> EXERCISE DETAILS:
I'd like every record given again exactly, please.

> GIVEN RECORDS:
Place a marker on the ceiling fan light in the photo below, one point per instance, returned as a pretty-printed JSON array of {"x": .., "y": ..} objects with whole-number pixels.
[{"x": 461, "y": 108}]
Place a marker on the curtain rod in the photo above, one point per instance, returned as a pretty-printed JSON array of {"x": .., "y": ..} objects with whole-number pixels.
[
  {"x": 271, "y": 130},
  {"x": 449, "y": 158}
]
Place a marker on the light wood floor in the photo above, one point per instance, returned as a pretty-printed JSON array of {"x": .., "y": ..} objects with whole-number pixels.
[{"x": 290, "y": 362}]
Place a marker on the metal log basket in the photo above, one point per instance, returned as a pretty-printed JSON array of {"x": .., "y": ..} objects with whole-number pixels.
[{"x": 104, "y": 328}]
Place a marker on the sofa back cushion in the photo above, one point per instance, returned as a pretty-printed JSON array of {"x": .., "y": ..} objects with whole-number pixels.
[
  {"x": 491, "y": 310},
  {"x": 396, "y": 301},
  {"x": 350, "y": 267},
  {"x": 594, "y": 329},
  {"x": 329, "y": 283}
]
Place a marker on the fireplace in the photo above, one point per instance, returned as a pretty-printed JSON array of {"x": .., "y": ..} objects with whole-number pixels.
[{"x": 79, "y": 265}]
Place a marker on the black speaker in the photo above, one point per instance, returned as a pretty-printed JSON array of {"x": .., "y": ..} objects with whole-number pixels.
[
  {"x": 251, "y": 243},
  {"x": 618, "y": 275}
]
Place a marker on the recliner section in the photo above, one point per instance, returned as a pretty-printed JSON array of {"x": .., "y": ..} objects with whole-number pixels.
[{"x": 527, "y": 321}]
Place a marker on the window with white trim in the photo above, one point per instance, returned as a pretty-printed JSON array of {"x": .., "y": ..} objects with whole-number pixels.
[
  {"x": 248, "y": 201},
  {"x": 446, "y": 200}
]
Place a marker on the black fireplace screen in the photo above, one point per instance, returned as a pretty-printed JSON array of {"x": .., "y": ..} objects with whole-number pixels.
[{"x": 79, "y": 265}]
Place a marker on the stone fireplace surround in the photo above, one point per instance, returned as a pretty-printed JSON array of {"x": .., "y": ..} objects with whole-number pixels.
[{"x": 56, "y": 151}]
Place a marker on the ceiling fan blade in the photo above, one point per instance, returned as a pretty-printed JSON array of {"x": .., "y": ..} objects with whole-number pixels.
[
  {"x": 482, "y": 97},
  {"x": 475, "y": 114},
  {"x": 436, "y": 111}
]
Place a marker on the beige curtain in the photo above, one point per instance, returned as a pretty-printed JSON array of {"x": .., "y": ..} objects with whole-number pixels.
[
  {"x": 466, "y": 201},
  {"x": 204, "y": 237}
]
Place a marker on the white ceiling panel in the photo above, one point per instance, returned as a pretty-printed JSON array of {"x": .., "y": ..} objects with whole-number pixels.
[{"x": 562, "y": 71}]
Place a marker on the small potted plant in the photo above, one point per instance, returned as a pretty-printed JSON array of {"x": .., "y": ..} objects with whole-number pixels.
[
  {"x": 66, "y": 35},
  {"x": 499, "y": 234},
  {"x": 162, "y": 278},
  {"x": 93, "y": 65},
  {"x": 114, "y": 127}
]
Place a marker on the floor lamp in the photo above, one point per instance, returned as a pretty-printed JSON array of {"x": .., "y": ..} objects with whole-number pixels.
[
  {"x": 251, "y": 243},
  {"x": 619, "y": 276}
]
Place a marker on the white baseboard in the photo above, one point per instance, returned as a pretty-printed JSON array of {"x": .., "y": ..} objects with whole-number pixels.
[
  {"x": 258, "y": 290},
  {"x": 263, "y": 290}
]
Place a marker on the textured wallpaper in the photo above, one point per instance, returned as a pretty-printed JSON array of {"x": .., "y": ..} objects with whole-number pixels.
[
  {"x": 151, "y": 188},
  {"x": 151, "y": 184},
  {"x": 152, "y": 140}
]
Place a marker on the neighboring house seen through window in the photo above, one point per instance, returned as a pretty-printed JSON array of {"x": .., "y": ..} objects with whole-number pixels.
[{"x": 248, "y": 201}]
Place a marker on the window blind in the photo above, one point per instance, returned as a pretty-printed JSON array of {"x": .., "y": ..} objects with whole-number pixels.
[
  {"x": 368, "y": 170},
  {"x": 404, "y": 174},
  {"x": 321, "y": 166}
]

> RESULT OF THE TASK:
Place a marker on the ceiling fan light in the photo below, one point per instance, returned as a pretty-printed JSON array of {"x": .., "y": ..} objects with whole-number pixels.
[{"x": 461, "y": 108}]
Place a marker on the curtain rod in the photo above, one point per instance, returned as a pretty-printed JSON array of {"x": .., "y": ..} objects with whole-number pixels.
[
  {"x": 271, "y": 130},
  {"x": 449, "y": 158}
]
Place a marker on the light wood floor in the photo above, one point per instance, returned as a pretty-printed JSON array of {"x": .., "y": ..} objects with whole-number pixels.
[{"x": 290, "y": 362}]
Place a marker on the metal log basket in the photo above, one point per instance, returned as a pretty-printed JSON array of {"x": .., "y": ..} objects with whole-number pixels.
[{"x": 104, "y": 328}]
Place a marker on the sofa back cushion in the photo above, one point per instance, returned as a pretty-printed JSON array of {"x": .., "y": ..} objects with whole-number pixels.
[
  {"x": 491, "y": 310},
  {"x": 396, "y": 301},
  {"x": 350, "y": 267},
  {"x": 594, "y": 329},
  {"x": 329, "y": 283}
]
Place a marker on the fireplace in the photo above, one point per instance, returned as a pretty-printed JSON array of {"x": .., "y": ..} objects with whole-number pixels.
[{"x": 79, "y": 265}]
Place a marker on the black speaker in the photo above, one point per instance, returned as a pretty-printed JSON array of {"x": .., "y": ..} objects with whole-number pixels.
[
  {"x": 251, "y": 243},
  {"x": 618, "y": 275}
]
Place a marker on the recliner section in the photo above, one point per instance, returned as a pretty-printed JSON array of {"x": .., "y": ..} objects with whole-number pixels.
[{"x": 527, "y": 321}]
Place a marker on the window with white trim in the photo above, one point per instance, returned as a pretty-printed JSON array of {"x": .., "y": ..} objects with whole-number pixels.
[
  {"x": 248, "y": 201},
  {"x": 446, "y": 200}
]
Place a marker on the black fireplace screen in the photo above, one point per instance, returned as a pretty-printed JSON array of {"x": .., "y": ..} objects with whole-number pixels.
[{"x": 79, "y": 265}]
Place a marker on the stone fireplace surround in the photo above, one point per instance, returned as a pretty-printed JSON array of {"x": .., "y": ..} objects with whole-number pixels.
[{"x": 56, "y": 151}]
Place a marker on the ceiling fan blade in the photo above, one point per instance, returned as a pretty-printed JSON array of {"x": .., "y": ..} objects with whole-number pixels.
[
  {"x": 482, "y": 97},
  {"x": 475, "y": 114},
  {"x": 436, "y": 111}
]
Place a marker on the beige curtain in the photo above, one point per instance, returned as a pretty-printed JSON array of {"x": .., "y": ..} objects with whole-number pixels.
[
  {"x": 466, "y": 201},
  {"x": 204, "y": 237}
]
Place a marker on the white ceiling panel in the photo above, one point per instance, returned as a pretty-printed JSON array of {"x": .., "y": ..} objects with whole-number pixels.
[{"x": 562, "y": 71}]
Place a marker on the small potted plant in the photo above, one point per instance, returned as a pretty-printed JSON array of {"x": .., "y": ..} objects with whole-number pixels.
[
  {"x": 66, "y": 35},
  {"x": 499, "y": 234},
  {"x": 162, "y": 278},
  {"x": 93, "y": 65},
  {"x": 114, "y": 127}
]
Place a marker on the floor lamp in the photo above, one point per instance, returned as a pretty-printed JSON array of {"x": .., "y": ..} objects with whole-number pixels.
[
  {"x": 251, "y": 243},
  {"x": 619, "y": 276}
]
Place a marker on the white baseboard in the photo above, one point per instance, returned as a pretty-printed JSON array of {"x": .., "y": ..} objects with whole-number pixels.
[
  {"x": 258, "y": 290},
  {"x": 263, "y": 290}
]
Place a marker on the textured wallpaper in the photo above, one point per instance, returned as a pretty-printed JSON array of {"x": .., "y": ..} objects with whole-number pixels.
[
  {"x": 151, "y": 188},
  {"x": 151, "y": 184},
  {"x": 152, "y": 140}
]
Place a marker on the neighboring house seen through window in the photo above, one point per instance, returned as a pretty-printed JSON array of {"x": .., "y": ..} objects with whole-number pixels.
[{"x": 248, "y": 201}]
Place a marker on the window blind in the photo above, one point per instance, returned as a pretty-printed JSON array of {"x": .., "y": ..} objects with whole-number pixels.
[
  {"x": 368, "y": 170},
  {"x": 404, "y": 174},
  {"x": 321, "y": 166}
]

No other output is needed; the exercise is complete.